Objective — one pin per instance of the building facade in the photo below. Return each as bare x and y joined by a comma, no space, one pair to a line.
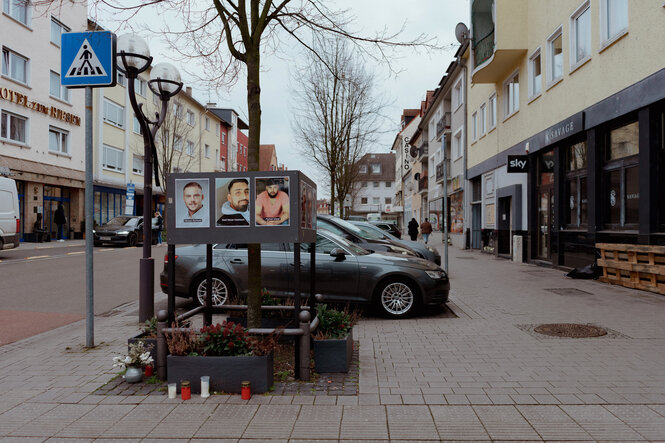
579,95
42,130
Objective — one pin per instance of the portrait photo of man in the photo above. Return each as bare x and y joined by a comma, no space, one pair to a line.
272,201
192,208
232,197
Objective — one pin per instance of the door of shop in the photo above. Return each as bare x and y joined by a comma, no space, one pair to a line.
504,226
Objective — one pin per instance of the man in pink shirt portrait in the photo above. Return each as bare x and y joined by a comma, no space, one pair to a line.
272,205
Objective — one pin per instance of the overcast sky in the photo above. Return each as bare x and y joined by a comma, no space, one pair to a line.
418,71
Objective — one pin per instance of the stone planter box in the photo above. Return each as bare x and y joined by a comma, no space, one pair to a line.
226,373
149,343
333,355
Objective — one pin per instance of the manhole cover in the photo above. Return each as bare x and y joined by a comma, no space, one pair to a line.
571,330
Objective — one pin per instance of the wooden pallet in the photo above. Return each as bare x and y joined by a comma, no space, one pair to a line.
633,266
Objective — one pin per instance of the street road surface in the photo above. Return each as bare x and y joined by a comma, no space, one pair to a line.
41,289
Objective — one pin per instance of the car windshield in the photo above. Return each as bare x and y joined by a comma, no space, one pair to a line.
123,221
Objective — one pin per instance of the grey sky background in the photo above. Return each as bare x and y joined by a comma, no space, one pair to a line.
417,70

== THE EXERCISE ==
Convert everything in the listing from the line containing "Objective — one pin per instance of the street" down to the end of the listing into a numbered list, leaving out blank lines.

== TASK ANSWER ==
1. Objective — one pin per instance of the street road surface in the photo above. Return each as bare x and y joined by a comma, no space, one pair to a line.
2. 41,289
3. Objective — one pin per instance of the car windshield in the photo above. Return each as bare x and y joined by a comma, no space, one pair to a line.
4. 123,221
5. Objective — one pin per instance of the grey sky background in the photo above. Return each as bare x and y joined by a comma, no space, one pair to a line.
6. 417,70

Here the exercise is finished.